* YOUR TASK:
Find every line in the data below that contains the string "number" and copy each such line in full. Case counts.

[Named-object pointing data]
Start

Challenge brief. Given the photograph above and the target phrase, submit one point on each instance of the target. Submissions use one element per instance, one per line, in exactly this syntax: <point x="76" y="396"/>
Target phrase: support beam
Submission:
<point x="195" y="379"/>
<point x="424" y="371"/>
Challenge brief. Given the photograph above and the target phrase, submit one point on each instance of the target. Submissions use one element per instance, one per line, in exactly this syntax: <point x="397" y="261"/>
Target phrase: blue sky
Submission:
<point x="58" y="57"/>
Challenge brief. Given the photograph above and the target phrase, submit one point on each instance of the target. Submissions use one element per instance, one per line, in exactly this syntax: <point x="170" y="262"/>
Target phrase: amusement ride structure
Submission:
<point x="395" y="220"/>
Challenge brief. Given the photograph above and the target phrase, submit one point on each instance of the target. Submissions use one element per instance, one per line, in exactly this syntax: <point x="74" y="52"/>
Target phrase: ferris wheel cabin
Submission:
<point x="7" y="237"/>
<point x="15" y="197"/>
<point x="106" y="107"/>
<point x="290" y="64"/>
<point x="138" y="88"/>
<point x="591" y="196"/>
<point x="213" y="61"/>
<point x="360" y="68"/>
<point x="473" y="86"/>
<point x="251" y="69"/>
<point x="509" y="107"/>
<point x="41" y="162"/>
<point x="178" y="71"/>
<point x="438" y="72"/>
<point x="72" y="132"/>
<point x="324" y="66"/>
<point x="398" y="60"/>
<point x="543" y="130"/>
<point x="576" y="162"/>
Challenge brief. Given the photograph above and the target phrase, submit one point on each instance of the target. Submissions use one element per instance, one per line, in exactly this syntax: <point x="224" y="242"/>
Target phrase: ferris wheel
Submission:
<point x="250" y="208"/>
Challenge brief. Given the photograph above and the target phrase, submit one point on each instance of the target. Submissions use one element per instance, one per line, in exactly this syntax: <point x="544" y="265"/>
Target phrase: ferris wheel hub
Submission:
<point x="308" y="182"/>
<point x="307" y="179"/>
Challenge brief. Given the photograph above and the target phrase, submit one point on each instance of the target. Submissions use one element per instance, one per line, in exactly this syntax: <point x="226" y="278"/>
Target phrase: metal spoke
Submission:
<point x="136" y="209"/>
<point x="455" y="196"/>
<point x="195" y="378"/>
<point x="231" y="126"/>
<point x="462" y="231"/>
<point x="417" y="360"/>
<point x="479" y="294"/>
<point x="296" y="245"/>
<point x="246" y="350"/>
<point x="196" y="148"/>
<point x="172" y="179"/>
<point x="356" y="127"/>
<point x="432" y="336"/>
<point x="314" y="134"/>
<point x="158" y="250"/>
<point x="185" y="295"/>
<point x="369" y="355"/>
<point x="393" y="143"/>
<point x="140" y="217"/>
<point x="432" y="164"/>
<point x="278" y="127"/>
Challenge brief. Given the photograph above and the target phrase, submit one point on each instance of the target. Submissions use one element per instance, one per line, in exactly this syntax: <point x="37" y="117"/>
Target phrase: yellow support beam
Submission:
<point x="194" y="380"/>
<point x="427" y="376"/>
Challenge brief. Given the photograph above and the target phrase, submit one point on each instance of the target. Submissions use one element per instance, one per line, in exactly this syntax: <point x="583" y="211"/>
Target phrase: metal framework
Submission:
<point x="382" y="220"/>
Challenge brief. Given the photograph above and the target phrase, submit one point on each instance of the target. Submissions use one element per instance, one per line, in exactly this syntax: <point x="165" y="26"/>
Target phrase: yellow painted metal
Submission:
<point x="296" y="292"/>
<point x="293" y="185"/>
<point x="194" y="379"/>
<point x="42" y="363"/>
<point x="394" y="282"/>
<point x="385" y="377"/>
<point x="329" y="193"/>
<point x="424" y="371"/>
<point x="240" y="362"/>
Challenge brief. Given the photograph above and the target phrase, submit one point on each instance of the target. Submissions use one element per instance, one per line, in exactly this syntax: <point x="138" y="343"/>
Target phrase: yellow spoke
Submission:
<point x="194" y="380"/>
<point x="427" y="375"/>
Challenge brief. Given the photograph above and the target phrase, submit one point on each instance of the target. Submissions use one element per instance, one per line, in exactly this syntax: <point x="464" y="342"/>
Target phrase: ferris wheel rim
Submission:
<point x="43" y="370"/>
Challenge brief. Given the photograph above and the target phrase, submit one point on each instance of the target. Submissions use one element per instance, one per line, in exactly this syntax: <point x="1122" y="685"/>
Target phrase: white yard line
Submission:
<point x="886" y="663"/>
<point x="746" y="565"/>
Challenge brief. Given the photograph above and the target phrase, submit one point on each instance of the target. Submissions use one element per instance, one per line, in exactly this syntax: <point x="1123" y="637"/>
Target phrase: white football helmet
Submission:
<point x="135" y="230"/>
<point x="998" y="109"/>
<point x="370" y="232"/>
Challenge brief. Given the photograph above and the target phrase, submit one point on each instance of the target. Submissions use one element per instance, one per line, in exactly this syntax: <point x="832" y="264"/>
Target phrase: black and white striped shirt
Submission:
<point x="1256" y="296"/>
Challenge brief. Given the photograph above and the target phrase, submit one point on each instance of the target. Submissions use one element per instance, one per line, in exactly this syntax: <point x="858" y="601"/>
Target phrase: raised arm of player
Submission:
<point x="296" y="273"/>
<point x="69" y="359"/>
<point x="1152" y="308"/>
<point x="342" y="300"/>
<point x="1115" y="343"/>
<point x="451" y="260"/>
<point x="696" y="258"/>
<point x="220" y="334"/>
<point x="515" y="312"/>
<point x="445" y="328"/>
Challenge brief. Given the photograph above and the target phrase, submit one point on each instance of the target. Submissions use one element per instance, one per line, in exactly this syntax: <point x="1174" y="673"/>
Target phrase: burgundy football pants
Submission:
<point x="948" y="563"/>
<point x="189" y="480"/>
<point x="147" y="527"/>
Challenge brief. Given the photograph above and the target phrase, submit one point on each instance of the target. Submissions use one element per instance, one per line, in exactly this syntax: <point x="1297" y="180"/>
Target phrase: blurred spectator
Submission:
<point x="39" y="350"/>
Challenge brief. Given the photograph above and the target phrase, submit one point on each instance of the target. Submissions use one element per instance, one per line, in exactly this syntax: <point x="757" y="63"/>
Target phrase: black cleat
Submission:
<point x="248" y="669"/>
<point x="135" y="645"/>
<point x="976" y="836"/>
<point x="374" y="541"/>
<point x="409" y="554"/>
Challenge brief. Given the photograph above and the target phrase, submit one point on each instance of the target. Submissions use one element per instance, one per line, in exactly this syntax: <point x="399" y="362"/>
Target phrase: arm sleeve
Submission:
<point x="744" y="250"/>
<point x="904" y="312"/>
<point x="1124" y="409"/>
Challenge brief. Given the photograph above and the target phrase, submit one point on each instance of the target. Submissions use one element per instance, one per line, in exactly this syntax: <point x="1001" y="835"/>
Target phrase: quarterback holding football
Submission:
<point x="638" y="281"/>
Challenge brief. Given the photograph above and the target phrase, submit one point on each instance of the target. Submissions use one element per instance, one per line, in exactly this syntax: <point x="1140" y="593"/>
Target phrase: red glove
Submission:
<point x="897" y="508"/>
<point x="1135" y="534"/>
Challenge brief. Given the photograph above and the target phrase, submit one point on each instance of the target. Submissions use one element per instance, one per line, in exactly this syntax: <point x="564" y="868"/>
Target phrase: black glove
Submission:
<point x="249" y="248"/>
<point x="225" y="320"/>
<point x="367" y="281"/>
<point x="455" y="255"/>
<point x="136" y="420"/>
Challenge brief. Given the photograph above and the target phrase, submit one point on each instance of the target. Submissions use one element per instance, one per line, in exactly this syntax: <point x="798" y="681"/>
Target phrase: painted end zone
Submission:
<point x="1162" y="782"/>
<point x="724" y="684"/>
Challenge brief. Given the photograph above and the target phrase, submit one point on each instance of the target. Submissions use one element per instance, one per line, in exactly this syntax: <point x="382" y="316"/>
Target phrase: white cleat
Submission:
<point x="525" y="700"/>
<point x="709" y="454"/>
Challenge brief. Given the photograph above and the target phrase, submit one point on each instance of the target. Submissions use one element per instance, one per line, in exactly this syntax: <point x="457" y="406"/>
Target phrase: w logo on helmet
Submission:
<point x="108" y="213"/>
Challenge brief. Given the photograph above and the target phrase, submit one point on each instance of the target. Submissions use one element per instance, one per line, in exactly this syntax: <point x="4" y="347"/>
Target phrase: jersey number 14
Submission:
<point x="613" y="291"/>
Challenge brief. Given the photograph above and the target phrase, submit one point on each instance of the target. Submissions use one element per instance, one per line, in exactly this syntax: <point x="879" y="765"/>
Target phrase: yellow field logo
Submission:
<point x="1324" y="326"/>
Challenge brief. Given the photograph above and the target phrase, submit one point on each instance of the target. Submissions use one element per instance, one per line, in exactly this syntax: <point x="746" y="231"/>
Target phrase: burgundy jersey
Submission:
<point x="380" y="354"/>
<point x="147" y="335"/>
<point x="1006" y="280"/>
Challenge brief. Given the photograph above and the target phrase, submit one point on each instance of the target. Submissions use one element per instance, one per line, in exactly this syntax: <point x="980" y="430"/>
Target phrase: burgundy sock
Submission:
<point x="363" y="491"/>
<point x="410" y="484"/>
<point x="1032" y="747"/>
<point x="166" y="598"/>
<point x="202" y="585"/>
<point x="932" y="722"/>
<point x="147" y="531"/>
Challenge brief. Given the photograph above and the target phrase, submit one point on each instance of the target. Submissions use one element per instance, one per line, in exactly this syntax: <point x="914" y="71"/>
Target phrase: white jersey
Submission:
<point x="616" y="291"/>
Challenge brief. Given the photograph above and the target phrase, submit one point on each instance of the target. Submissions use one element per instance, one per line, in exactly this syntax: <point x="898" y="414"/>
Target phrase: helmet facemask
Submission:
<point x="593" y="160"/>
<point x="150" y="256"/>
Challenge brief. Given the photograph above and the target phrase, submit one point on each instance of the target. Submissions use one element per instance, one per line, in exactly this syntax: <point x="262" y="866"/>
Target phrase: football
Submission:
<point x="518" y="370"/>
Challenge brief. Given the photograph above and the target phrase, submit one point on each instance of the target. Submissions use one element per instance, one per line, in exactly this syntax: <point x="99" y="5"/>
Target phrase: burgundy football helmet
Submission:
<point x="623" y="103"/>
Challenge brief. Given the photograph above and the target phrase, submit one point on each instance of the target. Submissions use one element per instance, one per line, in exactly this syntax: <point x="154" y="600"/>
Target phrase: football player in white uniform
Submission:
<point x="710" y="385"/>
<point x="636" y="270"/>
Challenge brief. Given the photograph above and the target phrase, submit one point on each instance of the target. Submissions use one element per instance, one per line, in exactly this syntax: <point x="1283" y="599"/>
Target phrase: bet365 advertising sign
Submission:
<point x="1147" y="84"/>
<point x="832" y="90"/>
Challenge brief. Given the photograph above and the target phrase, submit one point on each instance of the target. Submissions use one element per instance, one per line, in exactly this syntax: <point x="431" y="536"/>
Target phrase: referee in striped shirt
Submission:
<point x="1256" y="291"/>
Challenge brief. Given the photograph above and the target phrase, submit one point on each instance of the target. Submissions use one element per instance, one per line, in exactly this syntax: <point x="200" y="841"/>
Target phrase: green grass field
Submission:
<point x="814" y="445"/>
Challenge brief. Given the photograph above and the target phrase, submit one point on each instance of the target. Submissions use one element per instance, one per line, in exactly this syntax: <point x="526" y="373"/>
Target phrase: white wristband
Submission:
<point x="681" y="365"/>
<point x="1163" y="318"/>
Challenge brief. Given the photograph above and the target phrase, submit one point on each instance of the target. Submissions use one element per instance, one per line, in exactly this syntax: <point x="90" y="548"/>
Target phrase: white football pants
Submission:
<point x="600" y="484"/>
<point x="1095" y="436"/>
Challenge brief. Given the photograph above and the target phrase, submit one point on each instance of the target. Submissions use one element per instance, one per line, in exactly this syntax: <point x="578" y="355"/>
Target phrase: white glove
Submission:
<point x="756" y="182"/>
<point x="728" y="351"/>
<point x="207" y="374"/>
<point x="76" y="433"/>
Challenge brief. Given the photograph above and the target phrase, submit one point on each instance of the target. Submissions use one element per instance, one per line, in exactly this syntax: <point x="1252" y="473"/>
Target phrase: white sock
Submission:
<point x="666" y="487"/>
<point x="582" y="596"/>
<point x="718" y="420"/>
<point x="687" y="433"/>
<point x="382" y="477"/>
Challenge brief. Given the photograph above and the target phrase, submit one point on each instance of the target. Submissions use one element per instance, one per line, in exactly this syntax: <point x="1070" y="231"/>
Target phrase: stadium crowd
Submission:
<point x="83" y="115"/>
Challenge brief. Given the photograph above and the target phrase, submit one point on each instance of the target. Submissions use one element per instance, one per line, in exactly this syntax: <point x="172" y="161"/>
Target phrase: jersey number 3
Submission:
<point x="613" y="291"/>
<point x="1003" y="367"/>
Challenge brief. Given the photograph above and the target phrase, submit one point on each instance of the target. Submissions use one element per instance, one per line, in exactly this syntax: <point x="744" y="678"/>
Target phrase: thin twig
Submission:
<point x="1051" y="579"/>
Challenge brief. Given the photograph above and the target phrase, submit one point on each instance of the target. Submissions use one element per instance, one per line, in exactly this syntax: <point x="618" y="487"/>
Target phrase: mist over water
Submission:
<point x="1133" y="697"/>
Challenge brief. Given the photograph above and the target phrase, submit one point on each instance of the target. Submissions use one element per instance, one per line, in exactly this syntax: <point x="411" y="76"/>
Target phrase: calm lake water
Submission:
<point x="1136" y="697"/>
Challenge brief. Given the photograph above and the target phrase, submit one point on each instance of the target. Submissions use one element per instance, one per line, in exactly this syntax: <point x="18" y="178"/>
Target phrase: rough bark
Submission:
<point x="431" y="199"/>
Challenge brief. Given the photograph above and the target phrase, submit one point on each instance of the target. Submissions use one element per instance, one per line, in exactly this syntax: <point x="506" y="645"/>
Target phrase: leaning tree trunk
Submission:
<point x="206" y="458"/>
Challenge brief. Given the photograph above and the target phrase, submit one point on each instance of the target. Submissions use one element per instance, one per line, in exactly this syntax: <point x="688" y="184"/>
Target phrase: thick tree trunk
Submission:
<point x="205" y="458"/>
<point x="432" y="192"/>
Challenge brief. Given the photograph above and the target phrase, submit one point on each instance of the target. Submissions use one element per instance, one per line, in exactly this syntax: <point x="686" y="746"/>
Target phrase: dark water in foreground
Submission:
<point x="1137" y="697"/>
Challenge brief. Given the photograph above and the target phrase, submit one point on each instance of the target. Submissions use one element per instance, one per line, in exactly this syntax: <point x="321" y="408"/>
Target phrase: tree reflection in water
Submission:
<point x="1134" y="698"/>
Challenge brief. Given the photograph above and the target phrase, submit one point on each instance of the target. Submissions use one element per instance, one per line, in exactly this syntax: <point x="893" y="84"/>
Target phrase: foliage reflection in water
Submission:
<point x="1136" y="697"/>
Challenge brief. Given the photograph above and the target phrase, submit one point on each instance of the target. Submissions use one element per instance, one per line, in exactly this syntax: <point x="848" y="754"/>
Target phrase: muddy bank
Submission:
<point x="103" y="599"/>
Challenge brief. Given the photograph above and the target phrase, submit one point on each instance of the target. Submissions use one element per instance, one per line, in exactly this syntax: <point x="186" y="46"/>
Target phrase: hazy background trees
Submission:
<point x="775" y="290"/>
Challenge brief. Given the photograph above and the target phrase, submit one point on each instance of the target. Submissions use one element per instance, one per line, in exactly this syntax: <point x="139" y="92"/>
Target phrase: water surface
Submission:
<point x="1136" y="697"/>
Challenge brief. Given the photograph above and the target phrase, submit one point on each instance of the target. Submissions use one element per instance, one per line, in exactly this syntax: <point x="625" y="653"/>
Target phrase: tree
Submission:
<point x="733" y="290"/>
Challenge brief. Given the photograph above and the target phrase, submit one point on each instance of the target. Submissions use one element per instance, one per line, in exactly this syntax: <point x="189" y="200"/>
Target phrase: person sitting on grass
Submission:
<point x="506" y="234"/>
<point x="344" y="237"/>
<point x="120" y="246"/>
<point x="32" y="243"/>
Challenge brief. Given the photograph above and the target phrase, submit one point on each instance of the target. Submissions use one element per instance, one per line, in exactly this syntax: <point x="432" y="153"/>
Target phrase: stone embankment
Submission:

End

* TASK RESULT:
Target phrase: jersey number 14
Target phrase: jersey number 3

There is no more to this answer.